(Fragmento del documento)
__________________________________________________

El dólar superó por primera vez los 100 bolívares en el mercado oficial, un umbral simbólico que desnuda la precariedad del modelo económico chavista. Lejos de representar un ajuste técnico, el salto del tipo de cambio pone en evidencia la imposibilidad del gobierno de estabilizar su moneda.
El Banco Central de Venezuela informó que el tipo de cambio oficial cerró en 100,33 bolívares por dólar, lo que implica un alza diaria de 0,64 bolívares. Aunque se trata de una cotización intervenida, la escalada refleja la desconfianza estructural en el bolívar.
Desde 2013, la política monetaria del chavismo ha acumulado cinco reconversiones, decenas de tipos de cambio y ninguna estrategia sostenible. El resultado es una economía dolarizada de facto, donde los salarios en bolívares carecen de poder adquisitivo real.
El propio gobierno promueve pagos en dólares mientras sostiene una moneda sin respaldo. La inflación sigue descontrolada, y las reservas internacionales son insuficientes para mantener la intervención del BCV sin generar distorsiones mayores.
La escalada del dólar golpea a los sectores más vulnerables, cuyos ingresos están anclados a un bolívar cada vez más irrelevante. Los precios de alimentos, medicamentos y servicios se ajustan al alza en tiempo real, mientras el salario mínimo permanece congelado.
La brecha entre los pocos sectores dolarizados y la mayoría empobrecida se profundiza. En este contexto, los bonos sociales que distribuye el Ejecutivo resultan insuficientes y mantienen a la población en una situación de dependencia crónica.
El dólar cruzando los 100 bolívares no es un accidente, sino la evidencia de un modelo económico agotado. La incapacidad del gobierno de Maduro para generar confianza, controlar la inflación o recuperar la moneda nacional sella un ciclo de fracasos que se arrastra desde hace una década.
Lejos de corregir rumbo, el Ejecutivo mantiene una narrativa de estabilidad ficticia mientras la economía real sigue en caída libre. El colapso del bolívar no es sólo un problema técnico: es el reflejo de una política sin horizonte, donde la población paga el precio del deterioro acumulado.

__________________________________________________

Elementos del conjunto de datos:
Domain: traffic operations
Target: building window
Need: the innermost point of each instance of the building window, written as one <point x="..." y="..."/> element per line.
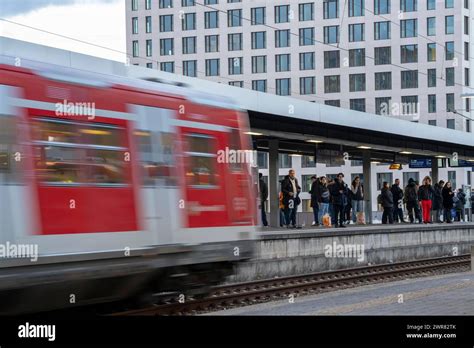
<point x="383" y="81"/>
<point x="357" y="104"/>
<point x="306" y="12"/>
<point x="211" y="43"/>
<point x="356" y="32"/>
<point x="189" y="45"/>
<point x="357" y="82"/>
<point x="431" y="26"/>
<point x="331" y="59"/>
<point x="431" y="52"/>
<point x="331" y="9"/>
<point x="382" y="30"/>
<point x="450" y="102"/>
<point x="234" y="18"/>
<point x="381" y="7"/>
<point x="234" y="42"/>
<point x="409" y="79"/>
<point x="449" y="50"/>
<point x="332" y="84"/>
<point x="306" y="36"/>
<point x="258" y="15"/>
<point x="283" y="86"/>
<point x="211" y="19"/>
<point x="408" y="28"/>
<point x="259" y="40"/>
<point x="331" y="34"/>
<point x="408" y="5"/>
<point x="307" y="85"/>
<point x="166" y="23"/>
<point x="431" y="77"/>
<point x="449" y="24"/>
<point x="212" y="67"/>
<point x="409" y="53"/>
<point x="451" y="124"/>
<point x="189" y="21"/>
<point x="282" y="14"/>
<point x="382" y="106"/>
<point x="307" y="61"/>
<point x="282" y="38"/>
<point x="190" y="68"/>
<point x="282" y="62"/>
<point x="236" y="65"/>
<point x="357" y="57"/>
<point x="259" y="64"/>
<point x="449" y="76"/>
<point x="383" y="55"/>
<point x="356" y="8"/>
<point x="259" y="85"/>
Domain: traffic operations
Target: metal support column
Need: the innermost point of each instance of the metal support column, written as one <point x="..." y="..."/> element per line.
<point x="273" y="184"/>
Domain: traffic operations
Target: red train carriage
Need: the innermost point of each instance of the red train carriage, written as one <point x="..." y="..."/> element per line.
<point x="118" y="179"/>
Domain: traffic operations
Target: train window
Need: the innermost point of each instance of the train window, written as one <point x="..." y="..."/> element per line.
<point x="201" y="171"/>
<point x="8" y="150"/>
<point x="156" y="158"/>
<point x="71" y="153"/>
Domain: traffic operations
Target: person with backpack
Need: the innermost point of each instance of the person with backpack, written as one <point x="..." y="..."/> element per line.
<point x="425" y="195"/>
<point x="438" y="201"/>
<point x="314" y="199"/>
<point x="357" y="198"/>
<point x="459" y="205"/>
<point x="263" y="198"/>
<point x="291" y="190"/>
<point x="448" y="195"/>
<point x="323" y="197"/>
<point x="397" y="193"/>
<point x="387" y="204"/>
<point x="411" y="200"/>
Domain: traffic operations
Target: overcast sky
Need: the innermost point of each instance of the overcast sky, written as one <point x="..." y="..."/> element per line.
<point x="101" y="22"/>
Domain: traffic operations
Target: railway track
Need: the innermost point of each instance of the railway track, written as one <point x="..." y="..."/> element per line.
<point x="242" y="294"/>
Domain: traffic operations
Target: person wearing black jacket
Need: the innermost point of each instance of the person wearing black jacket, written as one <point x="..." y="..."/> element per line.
<point x="263" y="198"/>
<point x="425" y="195"/>
<point x="387" y="204"/>
<point x="339" y="199"/>
<point x="314" y="199"/>
<point x="397" y="194"/>
<point x="291" y="190"/>
<point x="448" y="195"/>
<point x="438" y="201"/>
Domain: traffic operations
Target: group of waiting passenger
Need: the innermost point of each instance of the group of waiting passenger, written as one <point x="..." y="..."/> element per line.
<point x="340" y="203"/>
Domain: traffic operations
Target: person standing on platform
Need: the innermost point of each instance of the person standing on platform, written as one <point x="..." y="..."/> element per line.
<point x="397" y="194"/>
<point x="411" y="200"/>
<point x="314" y="199"/>
<point x="263" y="198"/>
<point x="357" y="198"/>
<point x="290" y="189"/>
<point x="387" y="204"/>
<point x="339" y="197"/>
<point x="324" y="197"/>
<point x="448" y="195"/>
<point x="425" y="195"/>
<point x="438" y="201"/>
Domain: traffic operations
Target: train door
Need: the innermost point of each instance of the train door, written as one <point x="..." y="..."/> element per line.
<point x="17" y="217"/>
<point x="160" y="197"/>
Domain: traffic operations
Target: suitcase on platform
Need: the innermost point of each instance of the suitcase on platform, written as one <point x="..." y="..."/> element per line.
<point x="327" y="220"/>
<point x="360" y="218"/>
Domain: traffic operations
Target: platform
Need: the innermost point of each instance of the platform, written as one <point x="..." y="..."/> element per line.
<point x="287" y="252"/>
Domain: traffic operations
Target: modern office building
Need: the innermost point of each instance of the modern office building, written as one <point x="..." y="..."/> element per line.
<point x="398" y="58"/>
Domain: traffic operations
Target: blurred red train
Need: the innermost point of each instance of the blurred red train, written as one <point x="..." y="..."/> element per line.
<point x="116" y="182"/>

__________________________________________________

(Preguntas de estudio)
a. Reproduce el fragmento sobre el dólar y el bolívar desde "Desde 2013, la" hasta "mínimo permanece congelado.", y reemplaza "reservas internacionales" por "reservas en divisas".
b. Según el fragmento sobre el dólar y el bolívar, ¿en cuántos bolívares por dólar cerró el tipo de cambio oficial informado por el Banco Central de Venezuela?
Responde basándote solo en el fragmento.

(Soluciones)
a.
Desde 2013, la política monetaria del chavismo ha acumulado cinco reconversiones, decenas de tipos de cambio y ninguna estrategia sostenible. El resultado es una economía dolarizada de facto, donde los salarios en bolívares carecen de poder adquisitivo real.
El propio gobierno promueve pagos en dólares mientras sostiene una moneda sin respaldo. La inflación sigue descontrolada, y las reservas en divisas son insuficientes para mantener la intervención del BCV sin generar distorsiones mayores.
La escalada del dólar golpea a los sectores más vulnerables, cuyos ingresos están anclados a un bolívar cada vez más irrelevante. Los precios de alimentos, medicamentos y servicios se ajustan al alza en tiempo real, mientras el salario mínimo permanece congelado.

b. En 100,33 bolívares por dólar.